# TASK TO COMPLETE
Format every line of the records below as a JSON list of strings, one string per line, with blank lines and the pictures left out.

# RECORDS SUPPLIED
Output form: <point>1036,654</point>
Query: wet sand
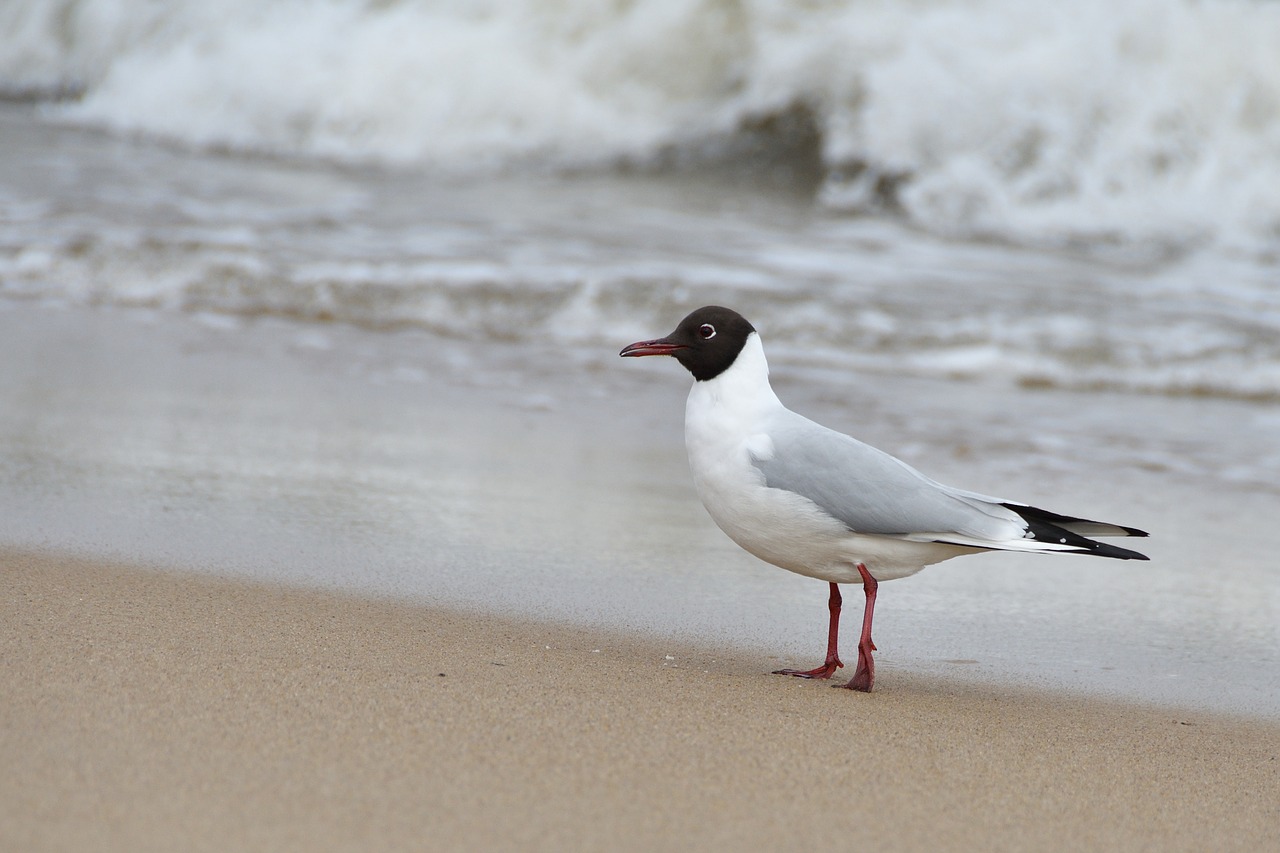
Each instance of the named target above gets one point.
<point>144,710</point>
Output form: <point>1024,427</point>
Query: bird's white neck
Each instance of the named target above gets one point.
<point>743,391</point>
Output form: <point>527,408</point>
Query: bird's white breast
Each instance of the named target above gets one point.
<point>726,428</point>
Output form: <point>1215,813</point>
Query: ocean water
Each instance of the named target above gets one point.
<point>1033,249</point>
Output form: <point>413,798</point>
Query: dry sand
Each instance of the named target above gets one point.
<point>160,711</point>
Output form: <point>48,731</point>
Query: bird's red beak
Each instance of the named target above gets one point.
<point>659,346</point>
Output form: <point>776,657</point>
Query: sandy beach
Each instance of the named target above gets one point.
<point>154,711</point>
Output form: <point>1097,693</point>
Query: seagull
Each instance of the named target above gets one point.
<point>824,505</point>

# WRITTEN RESPONSE
[
  "Output form: <point>1036,654</point>",
  "Query: wet sand",
  "Each instance of the named target above gets one point.",
  "<point>144,710</point>",
  "Output form: <point>1024,427</point>",
  "Query: bird's white neck",
  "Each instance of the named target above gets one point.",
  "<point>743,391</point>",
  "Output form: <point>527,408</point>",
  "Query: bird's white breast",
  "Each instance of the named target above gets one point.",
  "<point>726,428</point>",
  "Output form: <point>1215,813</point>",
  "Query: ocean water",
  "Each instance of the named target above gets one point.",
  "<point>1033,249</point>",
  "Output form: <point>413,798</point>",
  "Query: dry sand",
  "Each instance of the named target above gets one point.",
  "<point>160,711</point>",
  "Output form: <point>48,731</point>",
  "Query: bird's red beak",
  "Each instance of the named target above gets one point.",
  "<point>659,346</point>",
  "Output form: <point>776,657</point>",
  "Query: sandy beach",
  "Each instance of the named target above gets one point.",
  "<point>154,711</point>",
  "Output form: <point>1097,693</point>",
  "Query: seagull",
  "Each instance of the named target above gets one point.",
  "<point>824,505</point>"
]